### [Texte fourni]
--- --- ---
Après sa participation à la bataille de Crécy (1346) puis au siège de Calais (1347) qui consacrent la supériorité et la domination anglaises en France, le prince revient en Angleterre. En 1353, il doit faire face à une rébellion dans son « comté-palatinat » de Chester. Le statut particulier de palatinat confère à ce comté une telle immunité juridique qu’il est devenu l’une des régions les plus anarchiques de toute l’Angleterre. Une série d’échauffourées aboutit au meurtre de l’un des dignitaires du prince. Le roi ayant alors décidé d’imposer au comté une enquête juridique globale, la population, jalouse de ses prérogatives, se soulève. Le prince arrive accompagné d’une armée impressionnante et impose son compromis : une forte amende. C’est peut-être la façon dont le prince réussit à se tirer de ce mauvais pas qui incite son père à lui confier davantage de responsabilités. En juillet 1355, en effet, il est nommé lieutenant de Gascogne. Ainsi commence la première « chevauchée »30 du Prince Noir en Aquitaine.
Les empiétements auxquels se livre en Languedoc Jean, comte d’Armagnac, exigent que soient prises, une fois encore, des mesures sévères pour sauvegarder le pouvoir anglais dans le duché d’Aquitaine. Les seigneurs gascons, en particulier, alléchés par la perspective d’une fructueuse campagne de pillage de la région voisine, réclament à cor et à cri la venue du prince. Celui-ci, escorté de ses sujets et alliés, va donc partir en maraude à travers les comtés de Julliac, d’Armagnac et d’Astarac, commettant de nombreuses atrocités dans la région de Toulouse, notamment en martyrisant et massacrant femmes et enfants à Montgiscard, sans compter la mise à sac de Carcassonne.
--- --- ---
### [Tâche 1]
Relevez toutes les lignes de la liste ci-dessous qui contiennent la chaîne « computer », en tenant compte de la casse.

(Libellés de points d'objets)
--- --- ---
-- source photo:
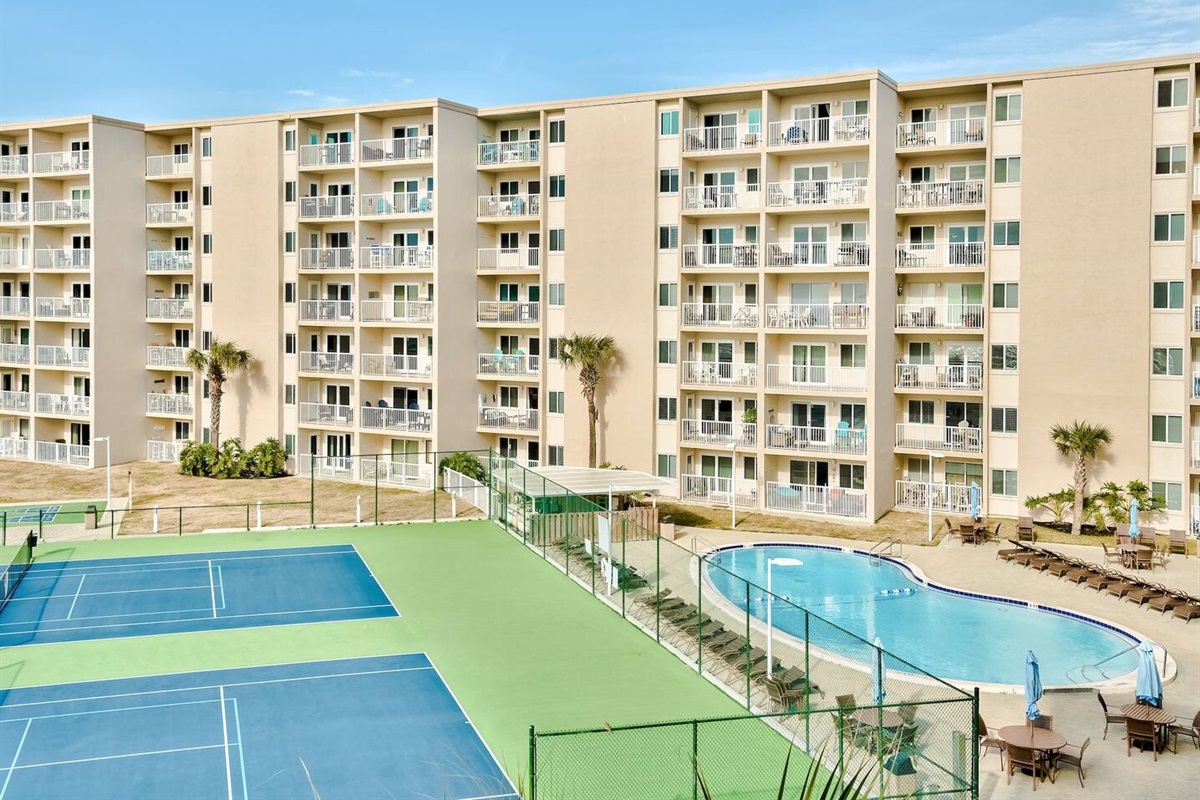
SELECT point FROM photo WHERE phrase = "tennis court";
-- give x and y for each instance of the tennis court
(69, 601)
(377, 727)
--- --- ---
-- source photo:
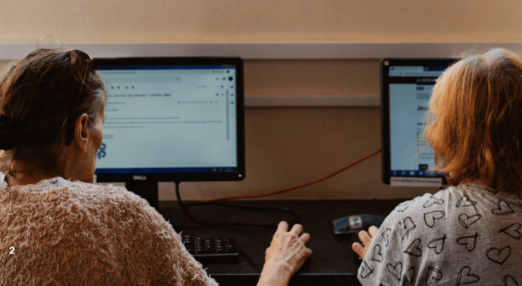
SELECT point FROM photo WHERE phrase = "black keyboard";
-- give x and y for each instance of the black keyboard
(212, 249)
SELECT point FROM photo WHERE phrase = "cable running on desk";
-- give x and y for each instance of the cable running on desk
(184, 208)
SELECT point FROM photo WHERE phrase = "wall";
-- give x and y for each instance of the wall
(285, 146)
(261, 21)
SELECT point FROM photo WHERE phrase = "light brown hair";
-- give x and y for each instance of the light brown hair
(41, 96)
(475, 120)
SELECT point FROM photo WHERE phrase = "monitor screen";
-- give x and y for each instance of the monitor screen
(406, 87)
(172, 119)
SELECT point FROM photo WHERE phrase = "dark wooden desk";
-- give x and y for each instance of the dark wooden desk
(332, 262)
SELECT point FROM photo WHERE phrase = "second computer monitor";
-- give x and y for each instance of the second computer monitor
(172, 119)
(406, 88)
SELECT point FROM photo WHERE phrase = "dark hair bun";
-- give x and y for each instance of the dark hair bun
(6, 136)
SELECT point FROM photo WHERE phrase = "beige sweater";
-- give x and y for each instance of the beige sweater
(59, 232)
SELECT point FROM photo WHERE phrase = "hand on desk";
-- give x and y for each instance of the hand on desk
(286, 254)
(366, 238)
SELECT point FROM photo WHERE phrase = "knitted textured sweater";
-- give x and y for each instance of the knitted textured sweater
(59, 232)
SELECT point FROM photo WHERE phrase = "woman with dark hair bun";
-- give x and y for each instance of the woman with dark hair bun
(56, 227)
--- --- ---
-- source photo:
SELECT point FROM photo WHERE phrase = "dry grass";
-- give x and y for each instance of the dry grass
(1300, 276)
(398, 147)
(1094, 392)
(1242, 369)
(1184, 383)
--- --- ---
### [Tâche 2]
Reproduisez, s'il vous plaît, le passage du texte sur le Prince Noir ci-dessus qui commence aux mots « Les empiétements auxquels » et s'arrête après « sac de Carcassonne. ».

### [Solution complète 1]
SELECT point FROM photo WHERE phrase = "second computer monitor";
-- give x and y for each instance of the second computer monitor

### [Solution complète 2]
Les empiétements auxquels se livre en Languedoc Jean, comte d’Armagnac, exigent que soient prises, une fois encore, des mesures sévères pour sauvegarder le pouvoir anglais dans le duché d’Aquitaine. Les seigneurs gascons, en particulier, alléchés par la perspective d’une fructueuse campagne de pillage de la région voisine, réclament à cor et à cri la venue du prince. Celui-ci, escorté de ses sujets et alliés, va donc partir en maraude à travers les comtés de Julliac, d’Armagnac et d’Astarac, commettant de nombreuses atrocités dans la région de Toulouse, notamment en martyrisant et massacrant femmes et enfants à Montgiscard, sans compter la mise à sac de Carcassonne.